_Work instruction_:
Without changing a single word, restate the entries below.

_Region pointing data_:
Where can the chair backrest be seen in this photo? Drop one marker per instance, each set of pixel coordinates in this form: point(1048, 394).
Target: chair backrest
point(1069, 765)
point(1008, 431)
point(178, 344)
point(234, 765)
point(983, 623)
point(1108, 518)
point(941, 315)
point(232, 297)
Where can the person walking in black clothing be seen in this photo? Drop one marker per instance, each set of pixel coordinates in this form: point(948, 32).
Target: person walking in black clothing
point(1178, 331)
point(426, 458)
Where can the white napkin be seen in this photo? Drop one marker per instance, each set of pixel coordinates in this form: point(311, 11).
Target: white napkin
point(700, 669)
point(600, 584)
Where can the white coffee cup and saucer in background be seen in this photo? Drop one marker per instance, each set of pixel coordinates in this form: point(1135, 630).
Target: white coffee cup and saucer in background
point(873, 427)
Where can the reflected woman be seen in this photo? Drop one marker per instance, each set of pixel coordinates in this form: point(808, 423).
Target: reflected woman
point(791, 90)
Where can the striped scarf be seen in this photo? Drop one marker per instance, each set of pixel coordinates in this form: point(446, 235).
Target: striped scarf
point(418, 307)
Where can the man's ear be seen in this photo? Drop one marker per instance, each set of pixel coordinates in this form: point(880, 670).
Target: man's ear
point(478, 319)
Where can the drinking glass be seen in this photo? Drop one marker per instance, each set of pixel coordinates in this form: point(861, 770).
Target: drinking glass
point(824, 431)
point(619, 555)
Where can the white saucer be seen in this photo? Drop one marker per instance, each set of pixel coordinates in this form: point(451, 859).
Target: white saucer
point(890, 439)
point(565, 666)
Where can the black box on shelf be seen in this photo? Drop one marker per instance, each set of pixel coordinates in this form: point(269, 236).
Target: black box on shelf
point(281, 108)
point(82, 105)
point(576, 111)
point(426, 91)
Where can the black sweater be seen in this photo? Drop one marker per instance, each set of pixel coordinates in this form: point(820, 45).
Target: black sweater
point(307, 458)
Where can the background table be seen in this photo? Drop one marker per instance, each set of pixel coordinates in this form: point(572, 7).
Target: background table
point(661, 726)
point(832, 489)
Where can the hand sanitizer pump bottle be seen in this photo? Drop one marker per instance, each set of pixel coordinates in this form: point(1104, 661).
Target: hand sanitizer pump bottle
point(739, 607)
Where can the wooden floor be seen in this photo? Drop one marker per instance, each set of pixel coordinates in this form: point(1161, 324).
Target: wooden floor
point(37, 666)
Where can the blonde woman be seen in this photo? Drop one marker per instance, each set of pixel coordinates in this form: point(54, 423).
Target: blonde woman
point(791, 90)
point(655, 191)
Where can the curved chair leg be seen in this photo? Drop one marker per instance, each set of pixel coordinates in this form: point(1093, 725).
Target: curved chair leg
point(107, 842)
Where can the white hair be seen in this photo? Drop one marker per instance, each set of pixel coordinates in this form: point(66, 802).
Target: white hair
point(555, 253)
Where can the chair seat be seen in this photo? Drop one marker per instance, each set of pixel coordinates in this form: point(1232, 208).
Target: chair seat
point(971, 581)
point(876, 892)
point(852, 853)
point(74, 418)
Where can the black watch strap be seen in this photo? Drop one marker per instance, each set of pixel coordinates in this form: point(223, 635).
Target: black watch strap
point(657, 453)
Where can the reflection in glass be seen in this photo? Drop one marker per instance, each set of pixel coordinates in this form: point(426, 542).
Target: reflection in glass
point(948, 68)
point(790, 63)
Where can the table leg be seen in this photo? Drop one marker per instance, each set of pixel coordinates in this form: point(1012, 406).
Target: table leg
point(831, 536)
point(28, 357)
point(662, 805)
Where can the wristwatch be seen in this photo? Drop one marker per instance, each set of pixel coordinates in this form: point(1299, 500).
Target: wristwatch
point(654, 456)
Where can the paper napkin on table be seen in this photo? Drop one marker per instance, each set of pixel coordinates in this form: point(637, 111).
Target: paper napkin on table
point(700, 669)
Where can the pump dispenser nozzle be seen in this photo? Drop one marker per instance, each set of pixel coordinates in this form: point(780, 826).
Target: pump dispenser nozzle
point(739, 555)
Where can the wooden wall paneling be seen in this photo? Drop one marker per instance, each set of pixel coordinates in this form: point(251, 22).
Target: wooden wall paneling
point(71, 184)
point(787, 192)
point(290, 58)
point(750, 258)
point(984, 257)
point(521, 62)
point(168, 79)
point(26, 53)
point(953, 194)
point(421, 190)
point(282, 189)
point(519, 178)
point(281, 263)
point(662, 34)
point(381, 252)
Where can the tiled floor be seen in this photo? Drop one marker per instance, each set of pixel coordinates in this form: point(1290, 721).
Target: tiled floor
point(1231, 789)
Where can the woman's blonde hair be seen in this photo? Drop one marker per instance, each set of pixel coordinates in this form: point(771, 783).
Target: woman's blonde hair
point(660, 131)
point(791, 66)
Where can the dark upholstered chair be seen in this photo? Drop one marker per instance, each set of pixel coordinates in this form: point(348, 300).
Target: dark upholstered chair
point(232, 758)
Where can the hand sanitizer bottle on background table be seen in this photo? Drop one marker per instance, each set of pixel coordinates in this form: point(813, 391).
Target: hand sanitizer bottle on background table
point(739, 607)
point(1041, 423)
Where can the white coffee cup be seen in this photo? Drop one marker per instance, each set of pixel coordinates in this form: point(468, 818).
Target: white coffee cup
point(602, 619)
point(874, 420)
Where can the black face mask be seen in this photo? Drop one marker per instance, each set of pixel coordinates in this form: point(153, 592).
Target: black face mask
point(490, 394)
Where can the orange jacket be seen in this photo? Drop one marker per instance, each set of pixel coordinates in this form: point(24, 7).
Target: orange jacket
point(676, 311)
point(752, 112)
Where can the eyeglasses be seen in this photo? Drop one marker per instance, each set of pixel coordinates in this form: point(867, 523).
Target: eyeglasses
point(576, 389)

_Task result_:
Where can the chair backrest be seen in this photo? Drop one marker per instance, each set of pixel coordinates in this form: point(1048, 394).
Target: chair backrest
point(1069, 765)
point(1008, 431)
point(178, 344)
point(234, 765)
point(983, 623)
point(1108, 518)
point(941, 315)
point(232, 297)
Where can the person walking in black clothing be seen in this photo? Drop one marker per instance, each set of pixel coordinates in this form: point(948, 32).
Target: person walking in black clothing
point(1178, 331)
point(426, 458)
Where can the white napkin be seen in this photo? Drop one marker per instance, each set of pixel coordinates in this form: point(311, 11).
Target: white napkin
point(700, 669)
point(600, 584)
Where can the white coffee cup and saucer in background be seen in this photo? Drop one marker per instance, each set of pixel coordinates in this form: point(1135, 630).
Target: white coffee cup and saucer in background
point(873, 427)
Where can the reflected woman be seen in this photo? Drop one marker per instance, each set of pixel coordinates in this form: point(808, 423).
Target: reflected woman
point(791, 90)
Where can the striped scarf be seen in this photo? Drop one marker per instance, each set of pixel coordinates in this form: point(446, 235).
Target: striped scarf
point(418, 307)
Where can the man's ear be seen in this photo? Drop one marker per instance, each set of pixel coordinates in this form: point(880, 670).
Target: man's ear
point(478, 319)
Where can the drinking glass be seen in this photo? Drop one marker per instance, each set of pixel coordinates in this form: point(861, 770).
Target: drinking glass
point(824, 431)
point(619, 555)
Where can the white saucer be seen in this photo? Drop one marker per instance, each set of pixel coordinates in this form: point(451, 859).
Target: white saucer
point(890, 439)
point(565, 666)
Where can the black box on shelf be seen in this photo? Drop one marker per instance, each set of pixel coordinates in this form: point(269, 236).
Target: black box on shelf
point(281, 108)
point(82, 105)
point(576, 111)
point(426, 91)
Where can the black sweater be seen in this photo? Drop one marker per instance, each set of pixel coordinates in this form: point(820, 45).
Target: black sweater
point(307, 458)
Where can the background table be seen in this photo? Drop one marker per instance, each set of pixel coordinates in this form: point(572, 7).
Target: background table
point(661, 726)
point(832, 489)
Where can the hand sanitizer pump bottle be seen in this photo? Drop one marker per instance, each set of pixel coordinates in this form: point(1104, 661).
Target: hand sanitizer pump bottle
point(739, 607)
Where can the wooden floor be seen in this photo? Drop one marker per instance, each set of pixel coordinates in this form: point(1161, 324).
Target: wooden floor
point(37, 666)
Where can the blonde woman be seen in this photo? Drop one marker per instance, each set of pixel coordinates in this form: point(54, 423).
Target: blonde woman
point(791, 90)
point(655, 191)
Where can the curved chair leg be seen in this photo? Drop one marker per instance, each set of pixel coordinates in this form: point(1093, 725).
Target: curved chair leg
point(107, 842)
Where can the white hair be seen in this photo? Drop one marker per instance, each set of pixel coordinates in this form: point(66, 802).
Target: white hair
point(555, 253)
Where can the chair seat be seen in this photo? Drop one marker per instance, each set of pixel coordinates in this form: point(1232, 208).
Target: chair seat
point(971, 581)
point(876, 892)
point(852, 853)
point(74, 418)
Where can the black watch strap be seen in this photo? Drop one marker per instance, each set of pixel coordinates in this form: point(223, 635).
Target: black watch strap
point(657, 453)
Where can the reflection in glass be seen in this photo? Drop one marker per instance, each set of pixel coordinates in this form: point(426, 542).
Target: reflection in glass
point(948, 68)
point(790, 63)
Where can the table leg be seen in this photo? Drop one marker per instance, each set of pixel coordinates in this form: point(1012, 406).
Target: table leg
point(831, 536)
point(28, 357)
point(662, 805)
Where can the wristwatch be seen in this photo? Drop one marker per instance, each set of pixel coordinates in this form: point(1299, 500).
Target: wristwatch
point(654, 456)
Where can the paper napkin on table be seen in this photo? Drop one marker per instance, each set of pixel coordinates in this form: point(637, 111).
Target: paper napkin on table
point(700, 669)
Where can the pump dispenser nozzle be seen in this photo? Drop one marker per instance, each set of pixel coordinates in this form: point(780, 826).
Target: pump dispenser nozzle
point(739, 555)
Where can the wooden wall paneling be seen in this photo? Drop one marker per instance, each set of pixel coordinates in this form: point(251, 22).
Target: wooden wall paneling
point(71, 184)
point(787, 192)
point(290, 58)
point(750, 258)
point(984, 257)
point(521, 62)
point(168, 79)
point(26, 53)
point(953, 194)
point(421, 190)
point(282, 189)
point(519, 178)
point(281, 263)
point(662, 34)
point(381, 252)
Where can the tiled floor be seen in this photo? Drop one marker per instance, each set of pixel coordinates in this form: point(1290, 721).
Target: tiled floor
point(1231, 789)
Where can the woman's blonde hair be seen in this photo? Drop one marker per instance, each set of pixel coordinates in this form: point(771, 783).
Target: woman's blonde hair
point(660, 131)
point(791, 66)
Where can the dark upholstered chair be seen in this photo? Drop one marker per instance, each set of pixel coordinates in this form: point(348, 300).
Target: dark upholstered chair
point(232, 758)
Where can the hand sanitizer bottle on background table be seen in this photo? Drop one marker per instance, each set of pixel coordinates in this form: point(813, 391).
Target: hand sanitizer bottle on background table
point(739, 607)
point(1041, 423)
Where can the white coffee cup be seen in this photo? Drop one marker per instance, each set of pixel coordinates in this form: point(468, 818).
Target: white coffee cup
point(602, 619)
point(874, 420)
Where can the black face mask be seen in this photo? Drop one marker per instance, each set of pixel coordinates in this form: point(153, 592).
Target: black face mask
point(490, 394)
Where can the orange jacket be seen in this photo? Drop one marker per instance, each set of pixel coordinates in this form: point(24, 7).
Target: orange jacket
point(676, 311)
point(752, 112)
Where can the eyeglasses be seen in this photo? Drop one marker per instance, each set of pixel coordinates in this form: point(867, 523).
Target: eyeglasses
point(576, 389)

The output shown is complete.